- **Exercise description**
After locating the line with "Expected behaviour: when the green white", reproduce that line and every one following it exactly, up to the end of the entries.

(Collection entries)
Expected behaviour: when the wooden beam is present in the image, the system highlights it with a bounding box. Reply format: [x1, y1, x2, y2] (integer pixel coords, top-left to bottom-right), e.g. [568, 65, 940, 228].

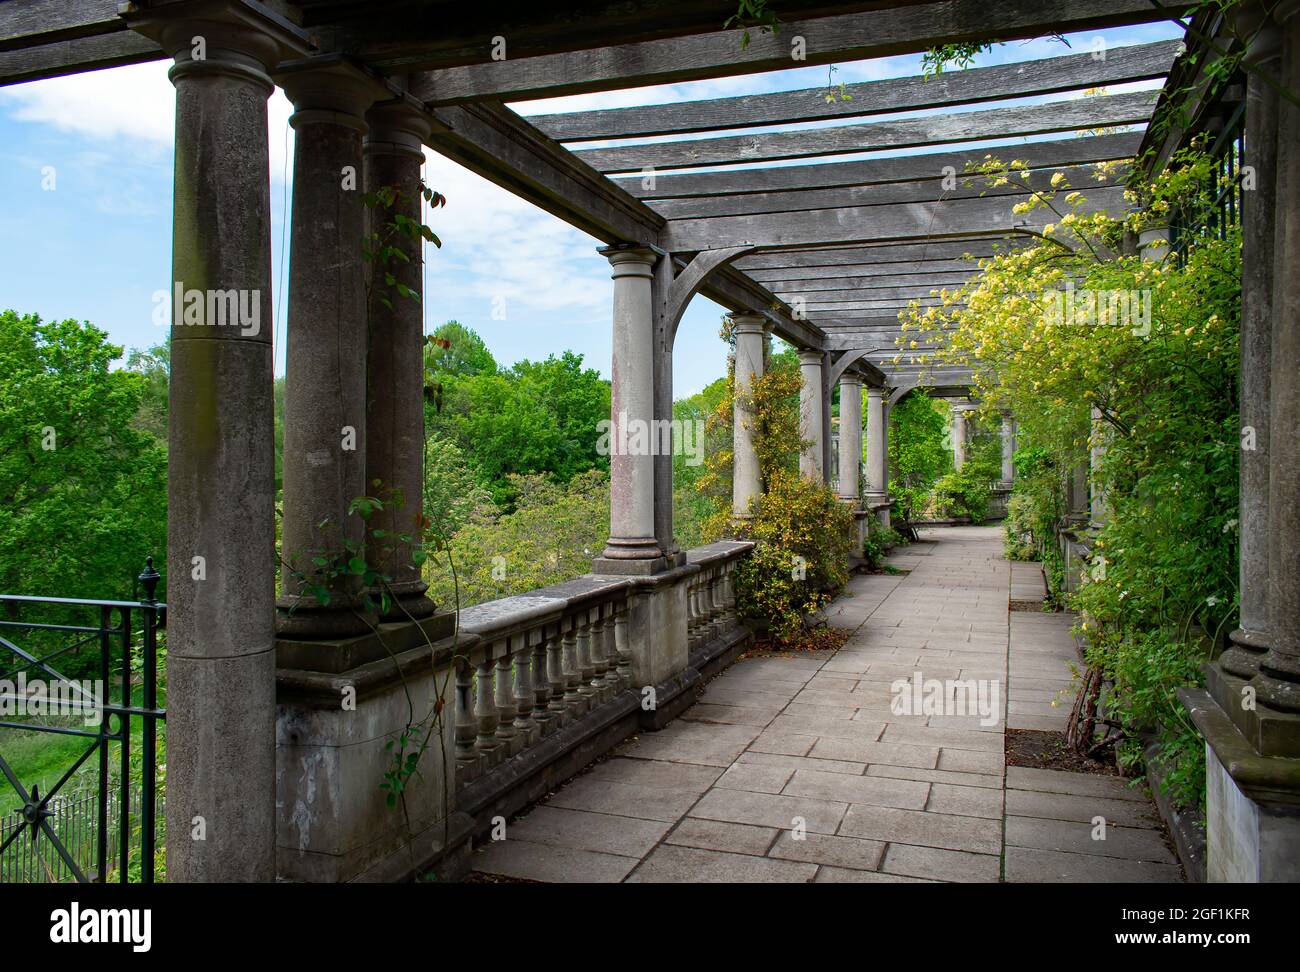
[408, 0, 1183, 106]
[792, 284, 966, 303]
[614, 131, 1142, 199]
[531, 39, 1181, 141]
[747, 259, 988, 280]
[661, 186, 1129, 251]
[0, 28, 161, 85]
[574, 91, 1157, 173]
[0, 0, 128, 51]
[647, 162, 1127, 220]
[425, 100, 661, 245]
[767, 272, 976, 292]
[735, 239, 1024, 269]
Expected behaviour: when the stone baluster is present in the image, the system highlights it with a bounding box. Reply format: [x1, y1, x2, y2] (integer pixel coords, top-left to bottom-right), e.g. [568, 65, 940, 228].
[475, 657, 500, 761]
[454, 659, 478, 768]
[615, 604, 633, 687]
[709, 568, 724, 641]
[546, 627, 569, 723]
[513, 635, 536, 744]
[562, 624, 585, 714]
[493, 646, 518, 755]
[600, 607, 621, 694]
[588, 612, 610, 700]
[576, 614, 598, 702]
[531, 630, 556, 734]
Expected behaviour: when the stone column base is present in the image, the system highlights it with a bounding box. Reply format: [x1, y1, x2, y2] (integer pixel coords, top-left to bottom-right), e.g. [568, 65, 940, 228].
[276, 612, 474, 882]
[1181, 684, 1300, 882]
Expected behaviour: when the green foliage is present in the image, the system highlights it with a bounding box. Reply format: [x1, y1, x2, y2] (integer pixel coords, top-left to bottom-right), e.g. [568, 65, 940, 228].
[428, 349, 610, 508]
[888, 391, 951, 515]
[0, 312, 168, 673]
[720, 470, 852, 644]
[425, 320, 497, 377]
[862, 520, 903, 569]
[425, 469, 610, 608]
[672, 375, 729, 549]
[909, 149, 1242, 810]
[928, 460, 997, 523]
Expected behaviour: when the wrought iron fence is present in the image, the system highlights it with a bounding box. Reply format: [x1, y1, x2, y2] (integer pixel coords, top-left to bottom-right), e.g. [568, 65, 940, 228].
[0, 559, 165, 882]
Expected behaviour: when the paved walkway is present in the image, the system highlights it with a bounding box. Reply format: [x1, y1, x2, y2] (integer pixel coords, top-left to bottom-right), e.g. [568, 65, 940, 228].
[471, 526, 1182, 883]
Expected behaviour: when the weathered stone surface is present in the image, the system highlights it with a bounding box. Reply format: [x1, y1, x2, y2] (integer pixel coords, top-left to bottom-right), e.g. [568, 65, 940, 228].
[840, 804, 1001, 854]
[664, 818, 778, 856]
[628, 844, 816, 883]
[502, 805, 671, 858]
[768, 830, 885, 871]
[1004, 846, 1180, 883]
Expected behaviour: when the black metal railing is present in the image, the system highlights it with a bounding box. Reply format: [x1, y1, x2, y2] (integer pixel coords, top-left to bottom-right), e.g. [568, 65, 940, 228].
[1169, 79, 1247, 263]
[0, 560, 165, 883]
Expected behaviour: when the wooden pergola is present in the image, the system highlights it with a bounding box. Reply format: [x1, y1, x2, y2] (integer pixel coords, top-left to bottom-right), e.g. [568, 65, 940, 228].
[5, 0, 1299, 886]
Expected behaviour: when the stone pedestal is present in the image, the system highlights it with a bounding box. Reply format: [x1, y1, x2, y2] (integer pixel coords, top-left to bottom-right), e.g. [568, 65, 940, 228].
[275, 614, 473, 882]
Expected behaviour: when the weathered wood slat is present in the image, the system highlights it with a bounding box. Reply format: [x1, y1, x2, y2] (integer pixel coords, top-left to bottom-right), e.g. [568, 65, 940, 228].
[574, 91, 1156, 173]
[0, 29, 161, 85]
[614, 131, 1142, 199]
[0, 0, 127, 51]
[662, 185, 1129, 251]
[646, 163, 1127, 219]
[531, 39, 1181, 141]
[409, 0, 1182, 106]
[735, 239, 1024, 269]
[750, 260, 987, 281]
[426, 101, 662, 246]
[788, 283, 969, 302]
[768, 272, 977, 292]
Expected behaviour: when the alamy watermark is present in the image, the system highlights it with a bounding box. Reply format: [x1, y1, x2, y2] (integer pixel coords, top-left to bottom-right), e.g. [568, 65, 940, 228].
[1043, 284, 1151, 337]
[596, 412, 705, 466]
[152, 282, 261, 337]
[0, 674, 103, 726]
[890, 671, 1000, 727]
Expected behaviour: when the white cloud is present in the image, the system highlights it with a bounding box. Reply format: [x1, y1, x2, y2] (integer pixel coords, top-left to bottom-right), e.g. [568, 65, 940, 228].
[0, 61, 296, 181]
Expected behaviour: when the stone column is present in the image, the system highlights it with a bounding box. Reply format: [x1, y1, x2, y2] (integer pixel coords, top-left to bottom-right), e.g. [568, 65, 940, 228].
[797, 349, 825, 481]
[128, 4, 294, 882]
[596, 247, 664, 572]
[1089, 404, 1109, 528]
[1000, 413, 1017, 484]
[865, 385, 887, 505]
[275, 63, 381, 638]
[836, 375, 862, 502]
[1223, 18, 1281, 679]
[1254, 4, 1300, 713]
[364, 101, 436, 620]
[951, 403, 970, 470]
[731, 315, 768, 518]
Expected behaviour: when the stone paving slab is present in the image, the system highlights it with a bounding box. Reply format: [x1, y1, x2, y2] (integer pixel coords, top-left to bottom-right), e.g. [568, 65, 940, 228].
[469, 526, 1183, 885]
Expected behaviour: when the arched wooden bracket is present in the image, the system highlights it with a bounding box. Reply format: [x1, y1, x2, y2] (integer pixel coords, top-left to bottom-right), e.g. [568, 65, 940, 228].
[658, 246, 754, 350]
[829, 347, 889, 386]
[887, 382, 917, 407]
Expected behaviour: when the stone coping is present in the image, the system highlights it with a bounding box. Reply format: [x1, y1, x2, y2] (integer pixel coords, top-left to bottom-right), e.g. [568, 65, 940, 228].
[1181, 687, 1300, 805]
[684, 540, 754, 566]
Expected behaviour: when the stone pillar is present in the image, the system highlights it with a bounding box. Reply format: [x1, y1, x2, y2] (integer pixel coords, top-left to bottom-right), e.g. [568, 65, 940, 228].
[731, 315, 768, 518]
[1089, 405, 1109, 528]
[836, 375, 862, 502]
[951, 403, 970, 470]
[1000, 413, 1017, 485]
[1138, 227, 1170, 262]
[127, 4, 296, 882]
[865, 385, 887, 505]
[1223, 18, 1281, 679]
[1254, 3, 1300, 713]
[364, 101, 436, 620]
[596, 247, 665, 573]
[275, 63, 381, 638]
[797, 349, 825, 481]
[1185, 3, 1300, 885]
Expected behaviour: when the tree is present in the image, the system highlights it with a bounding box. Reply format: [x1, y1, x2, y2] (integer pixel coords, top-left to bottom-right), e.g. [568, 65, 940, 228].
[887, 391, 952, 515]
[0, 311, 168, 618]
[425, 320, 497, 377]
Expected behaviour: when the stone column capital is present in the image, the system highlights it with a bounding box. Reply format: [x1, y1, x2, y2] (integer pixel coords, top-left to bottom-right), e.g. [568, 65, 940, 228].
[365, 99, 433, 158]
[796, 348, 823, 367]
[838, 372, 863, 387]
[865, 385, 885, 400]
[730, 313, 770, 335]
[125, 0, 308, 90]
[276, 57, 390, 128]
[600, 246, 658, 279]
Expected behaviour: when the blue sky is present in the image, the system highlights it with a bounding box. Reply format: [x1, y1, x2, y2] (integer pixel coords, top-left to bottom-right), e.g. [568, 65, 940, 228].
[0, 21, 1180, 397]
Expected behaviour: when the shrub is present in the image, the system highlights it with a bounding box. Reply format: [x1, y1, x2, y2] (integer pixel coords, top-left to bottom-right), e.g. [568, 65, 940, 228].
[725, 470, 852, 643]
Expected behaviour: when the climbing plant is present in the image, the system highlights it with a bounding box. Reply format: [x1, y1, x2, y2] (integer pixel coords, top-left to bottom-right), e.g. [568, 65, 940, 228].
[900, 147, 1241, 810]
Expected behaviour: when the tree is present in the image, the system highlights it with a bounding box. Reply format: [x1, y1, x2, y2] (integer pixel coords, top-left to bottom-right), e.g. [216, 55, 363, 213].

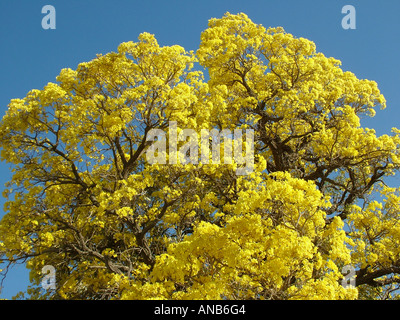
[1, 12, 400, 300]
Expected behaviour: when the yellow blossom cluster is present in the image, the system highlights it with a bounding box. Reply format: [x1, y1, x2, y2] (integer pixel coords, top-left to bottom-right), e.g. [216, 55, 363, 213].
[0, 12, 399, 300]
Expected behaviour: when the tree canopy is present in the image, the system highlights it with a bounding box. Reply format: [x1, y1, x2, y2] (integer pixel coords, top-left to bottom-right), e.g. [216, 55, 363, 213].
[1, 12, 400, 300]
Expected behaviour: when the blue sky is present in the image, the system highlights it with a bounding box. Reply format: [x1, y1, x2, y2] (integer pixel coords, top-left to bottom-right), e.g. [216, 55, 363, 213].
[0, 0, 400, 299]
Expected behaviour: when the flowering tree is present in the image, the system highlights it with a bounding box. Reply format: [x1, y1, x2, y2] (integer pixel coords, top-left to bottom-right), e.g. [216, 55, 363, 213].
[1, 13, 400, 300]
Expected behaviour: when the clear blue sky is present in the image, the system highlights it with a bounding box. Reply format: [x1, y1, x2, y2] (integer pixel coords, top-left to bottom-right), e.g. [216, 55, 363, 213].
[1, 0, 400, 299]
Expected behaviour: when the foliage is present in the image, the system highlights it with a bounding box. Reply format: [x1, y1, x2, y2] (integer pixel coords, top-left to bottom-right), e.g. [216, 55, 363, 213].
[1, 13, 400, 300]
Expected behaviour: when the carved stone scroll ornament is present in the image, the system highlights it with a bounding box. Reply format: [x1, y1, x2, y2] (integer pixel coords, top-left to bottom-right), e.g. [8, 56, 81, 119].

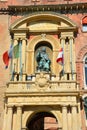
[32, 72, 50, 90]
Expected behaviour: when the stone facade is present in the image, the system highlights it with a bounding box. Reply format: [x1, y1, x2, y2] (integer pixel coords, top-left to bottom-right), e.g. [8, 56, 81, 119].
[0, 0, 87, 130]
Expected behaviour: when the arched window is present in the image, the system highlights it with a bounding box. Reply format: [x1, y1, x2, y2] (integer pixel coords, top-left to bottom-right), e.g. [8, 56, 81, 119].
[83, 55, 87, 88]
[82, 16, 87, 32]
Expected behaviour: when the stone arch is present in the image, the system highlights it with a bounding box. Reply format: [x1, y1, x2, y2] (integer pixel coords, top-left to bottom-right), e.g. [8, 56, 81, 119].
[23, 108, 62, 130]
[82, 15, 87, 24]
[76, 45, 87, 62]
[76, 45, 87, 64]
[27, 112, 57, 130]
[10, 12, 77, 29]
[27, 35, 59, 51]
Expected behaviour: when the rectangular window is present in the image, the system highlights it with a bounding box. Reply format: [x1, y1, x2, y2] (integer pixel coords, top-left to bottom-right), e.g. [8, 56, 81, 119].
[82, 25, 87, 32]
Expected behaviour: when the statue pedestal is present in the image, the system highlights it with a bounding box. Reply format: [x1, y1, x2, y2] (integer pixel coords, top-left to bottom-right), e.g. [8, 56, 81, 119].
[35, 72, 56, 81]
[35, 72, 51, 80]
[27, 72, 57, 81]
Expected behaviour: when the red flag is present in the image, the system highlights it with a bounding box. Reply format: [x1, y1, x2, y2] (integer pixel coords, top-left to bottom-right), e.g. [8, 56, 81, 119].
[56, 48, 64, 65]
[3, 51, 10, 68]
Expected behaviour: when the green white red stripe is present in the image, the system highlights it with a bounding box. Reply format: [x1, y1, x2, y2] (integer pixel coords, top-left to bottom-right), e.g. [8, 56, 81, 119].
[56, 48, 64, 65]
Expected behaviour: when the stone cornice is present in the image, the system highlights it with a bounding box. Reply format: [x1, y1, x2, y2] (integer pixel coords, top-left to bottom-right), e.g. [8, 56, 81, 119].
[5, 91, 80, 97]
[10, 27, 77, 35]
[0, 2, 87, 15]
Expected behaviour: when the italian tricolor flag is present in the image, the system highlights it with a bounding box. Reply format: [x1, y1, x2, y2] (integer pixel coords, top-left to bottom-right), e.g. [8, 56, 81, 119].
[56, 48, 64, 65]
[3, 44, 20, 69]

- **Task solution**
Expected behaviour: when the green white red stripe is present in the image, the system highlights it with a bounding box. Reply format: [x1, y1, x2, y2] (integer pixel coords, top-left to bottom-right), e.g. [8, 56, 81, 119].
[56, 48, 64, 65]
Expected behaviour: when the stone cornice is present in the image, the system highlights it with a bounding box. Reply format: [x1, y1, x2, y2] (integer pixel coords, top-left to bottom-right), e.g. [8, 56, 81, 119].
[5, 91, 80, 97]
[10, 27, 77, 35]
[0, 2, 87, 15]
Expected behaviour: when the italian tricolor flag is present in the image, the system highlights it with a bounding box. Reply format: [x1, y1, x2, y2] (integer pixel coords, top-left to bottom-right), e.g. [8, 56, 81, 119].
[56, 48, 64, 65]
[3, 44, 20, 69]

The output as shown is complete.